*EXERCISE REQUIREMENTS*.
Write out the entries word for word, from the very start through the line holding "box: [0, 0, 299, 197]", both ends included. Leave the pictures out.

++++ INFORMATION GIVEN ++++

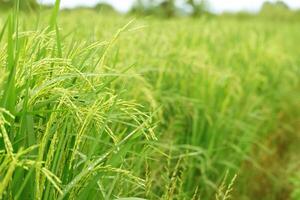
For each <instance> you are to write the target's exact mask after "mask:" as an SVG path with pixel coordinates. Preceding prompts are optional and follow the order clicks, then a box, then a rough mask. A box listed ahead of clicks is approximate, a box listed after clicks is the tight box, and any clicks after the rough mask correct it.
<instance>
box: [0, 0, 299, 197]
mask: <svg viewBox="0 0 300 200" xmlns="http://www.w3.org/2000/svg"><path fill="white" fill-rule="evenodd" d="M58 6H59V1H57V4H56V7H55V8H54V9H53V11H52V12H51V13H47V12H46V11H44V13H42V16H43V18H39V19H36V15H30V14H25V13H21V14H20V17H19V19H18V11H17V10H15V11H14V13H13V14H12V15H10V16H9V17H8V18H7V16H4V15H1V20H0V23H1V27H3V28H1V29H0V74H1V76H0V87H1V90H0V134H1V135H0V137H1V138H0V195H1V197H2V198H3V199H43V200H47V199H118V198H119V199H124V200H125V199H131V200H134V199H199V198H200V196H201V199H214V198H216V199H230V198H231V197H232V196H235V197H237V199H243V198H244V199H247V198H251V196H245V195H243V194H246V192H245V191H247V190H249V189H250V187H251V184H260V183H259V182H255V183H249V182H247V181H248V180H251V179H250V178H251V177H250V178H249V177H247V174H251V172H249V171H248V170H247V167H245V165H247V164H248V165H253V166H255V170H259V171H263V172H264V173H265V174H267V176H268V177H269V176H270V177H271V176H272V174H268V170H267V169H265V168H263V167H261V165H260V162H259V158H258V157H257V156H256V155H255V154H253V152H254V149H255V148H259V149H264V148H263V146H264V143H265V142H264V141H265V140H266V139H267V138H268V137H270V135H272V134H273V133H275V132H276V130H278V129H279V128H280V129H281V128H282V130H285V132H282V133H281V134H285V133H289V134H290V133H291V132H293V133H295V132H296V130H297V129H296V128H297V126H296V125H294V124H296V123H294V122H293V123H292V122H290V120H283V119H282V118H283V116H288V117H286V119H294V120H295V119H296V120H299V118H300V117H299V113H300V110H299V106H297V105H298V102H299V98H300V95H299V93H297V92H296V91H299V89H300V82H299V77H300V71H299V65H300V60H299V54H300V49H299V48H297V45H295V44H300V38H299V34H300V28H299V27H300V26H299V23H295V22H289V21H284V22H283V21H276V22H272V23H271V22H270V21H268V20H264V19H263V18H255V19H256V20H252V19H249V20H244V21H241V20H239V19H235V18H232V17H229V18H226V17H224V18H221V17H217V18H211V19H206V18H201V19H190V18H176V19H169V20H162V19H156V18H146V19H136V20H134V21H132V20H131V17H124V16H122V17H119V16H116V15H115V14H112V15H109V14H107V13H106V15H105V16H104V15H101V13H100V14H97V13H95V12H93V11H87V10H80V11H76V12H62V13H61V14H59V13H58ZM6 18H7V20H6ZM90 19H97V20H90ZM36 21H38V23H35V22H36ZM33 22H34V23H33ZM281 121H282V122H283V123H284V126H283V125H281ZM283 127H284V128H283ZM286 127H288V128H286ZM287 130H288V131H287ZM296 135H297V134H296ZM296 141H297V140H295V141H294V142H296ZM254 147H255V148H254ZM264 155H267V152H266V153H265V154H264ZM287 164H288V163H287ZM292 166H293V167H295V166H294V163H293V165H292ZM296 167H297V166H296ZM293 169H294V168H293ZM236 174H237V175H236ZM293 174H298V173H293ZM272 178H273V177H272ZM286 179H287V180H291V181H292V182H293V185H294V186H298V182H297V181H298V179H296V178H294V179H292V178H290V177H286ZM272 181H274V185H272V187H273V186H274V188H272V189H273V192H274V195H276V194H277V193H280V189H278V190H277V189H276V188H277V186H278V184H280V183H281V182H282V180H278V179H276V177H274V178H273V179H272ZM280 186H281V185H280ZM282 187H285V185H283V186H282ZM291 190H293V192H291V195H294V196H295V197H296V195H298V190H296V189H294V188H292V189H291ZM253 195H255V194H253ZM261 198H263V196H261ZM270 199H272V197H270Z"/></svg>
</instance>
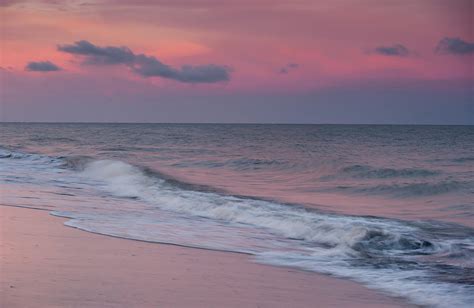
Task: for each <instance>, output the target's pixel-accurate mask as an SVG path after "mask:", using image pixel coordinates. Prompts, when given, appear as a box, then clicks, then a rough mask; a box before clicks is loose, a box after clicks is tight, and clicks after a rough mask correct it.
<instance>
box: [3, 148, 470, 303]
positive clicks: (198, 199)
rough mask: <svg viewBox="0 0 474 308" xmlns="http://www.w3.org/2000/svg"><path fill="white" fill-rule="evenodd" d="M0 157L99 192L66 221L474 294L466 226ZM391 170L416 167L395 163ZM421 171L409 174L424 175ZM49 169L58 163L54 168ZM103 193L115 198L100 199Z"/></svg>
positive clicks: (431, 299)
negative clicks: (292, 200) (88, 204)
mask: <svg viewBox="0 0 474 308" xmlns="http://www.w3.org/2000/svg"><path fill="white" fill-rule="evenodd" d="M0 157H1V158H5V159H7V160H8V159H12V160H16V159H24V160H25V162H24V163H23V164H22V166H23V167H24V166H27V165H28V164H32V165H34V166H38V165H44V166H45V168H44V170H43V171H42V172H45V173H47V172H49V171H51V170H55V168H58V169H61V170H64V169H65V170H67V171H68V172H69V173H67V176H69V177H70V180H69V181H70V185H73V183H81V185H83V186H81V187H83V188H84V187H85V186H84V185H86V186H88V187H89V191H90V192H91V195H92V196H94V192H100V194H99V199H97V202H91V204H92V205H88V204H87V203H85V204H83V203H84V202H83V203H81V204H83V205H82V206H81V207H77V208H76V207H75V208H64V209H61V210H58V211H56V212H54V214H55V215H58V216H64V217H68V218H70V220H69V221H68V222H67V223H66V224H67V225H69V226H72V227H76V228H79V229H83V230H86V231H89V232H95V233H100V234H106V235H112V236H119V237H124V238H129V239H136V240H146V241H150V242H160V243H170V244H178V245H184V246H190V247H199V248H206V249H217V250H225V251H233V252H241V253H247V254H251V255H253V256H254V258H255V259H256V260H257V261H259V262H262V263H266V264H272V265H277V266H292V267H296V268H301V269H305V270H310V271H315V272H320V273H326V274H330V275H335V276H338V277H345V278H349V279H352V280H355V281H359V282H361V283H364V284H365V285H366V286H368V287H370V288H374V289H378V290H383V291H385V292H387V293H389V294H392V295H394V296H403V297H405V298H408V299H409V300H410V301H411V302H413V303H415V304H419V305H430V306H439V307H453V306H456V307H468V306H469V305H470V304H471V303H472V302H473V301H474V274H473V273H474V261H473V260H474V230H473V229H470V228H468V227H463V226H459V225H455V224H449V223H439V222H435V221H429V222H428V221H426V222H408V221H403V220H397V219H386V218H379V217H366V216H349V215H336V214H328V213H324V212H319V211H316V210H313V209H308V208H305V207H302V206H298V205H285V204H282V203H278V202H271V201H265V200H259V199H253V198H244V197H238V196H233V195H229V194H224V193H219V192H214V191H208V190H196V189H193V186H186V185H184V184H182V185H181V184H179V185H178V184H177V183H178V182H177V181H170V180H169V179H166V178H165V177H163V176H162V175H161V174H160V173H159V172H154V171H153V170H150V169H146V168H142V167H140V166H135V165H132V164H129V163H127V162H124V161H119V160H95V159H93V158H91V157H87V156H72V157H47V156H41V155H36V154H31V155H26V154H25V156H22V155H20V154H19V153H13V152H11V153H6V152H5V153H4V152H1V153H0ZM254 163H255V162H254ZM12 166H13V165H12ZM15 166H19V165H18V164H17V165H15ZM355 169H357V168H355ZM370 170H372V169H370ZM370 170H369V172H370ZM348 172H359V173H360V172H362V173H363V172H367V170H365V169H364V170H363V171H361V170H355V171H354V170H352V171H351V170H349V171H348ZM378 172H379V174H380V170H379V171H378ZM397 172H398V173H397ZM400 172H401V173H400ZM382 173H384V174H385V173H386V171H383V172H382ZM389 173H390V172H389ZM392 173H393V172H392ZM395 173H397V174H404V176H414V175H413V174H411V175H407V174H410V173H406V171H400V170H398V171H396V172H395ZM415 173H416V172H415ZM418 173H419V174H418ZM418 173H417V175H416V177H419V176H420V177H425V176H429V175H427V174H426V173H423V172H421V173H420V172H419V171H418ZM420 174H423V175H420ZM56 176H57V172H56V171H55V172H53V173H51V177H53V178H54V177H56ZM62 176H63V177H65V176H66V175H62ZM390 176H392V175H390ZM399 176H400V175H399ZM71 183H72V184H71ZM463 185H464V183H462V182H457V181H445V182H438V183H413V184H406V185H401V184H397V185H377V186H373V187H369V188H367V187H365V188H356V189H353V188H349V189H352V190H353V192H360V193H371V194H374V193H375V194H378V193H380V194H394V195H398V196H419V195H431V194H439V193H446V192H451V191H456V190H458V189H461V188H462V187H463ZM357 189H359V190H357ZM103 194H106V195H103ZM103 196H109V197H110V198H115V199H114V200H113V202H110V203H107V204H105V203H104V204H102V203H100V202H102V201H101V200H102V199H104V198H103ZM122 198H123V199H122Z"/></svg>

++++

*RESULT OF THE EXERCISE*.
For each <instance> you are to write the target's exact mask after "mask:" as an SVG path with pixel coordinates. Preceding prompts are optional and follow the order clicks, then a box, then a rough mask. A box listed ahead of clicks is approximate, a box listed after clicks is the tight box, and any clicks after the rough mask correct it.
<instance>
box: [0, 0, 299, 197]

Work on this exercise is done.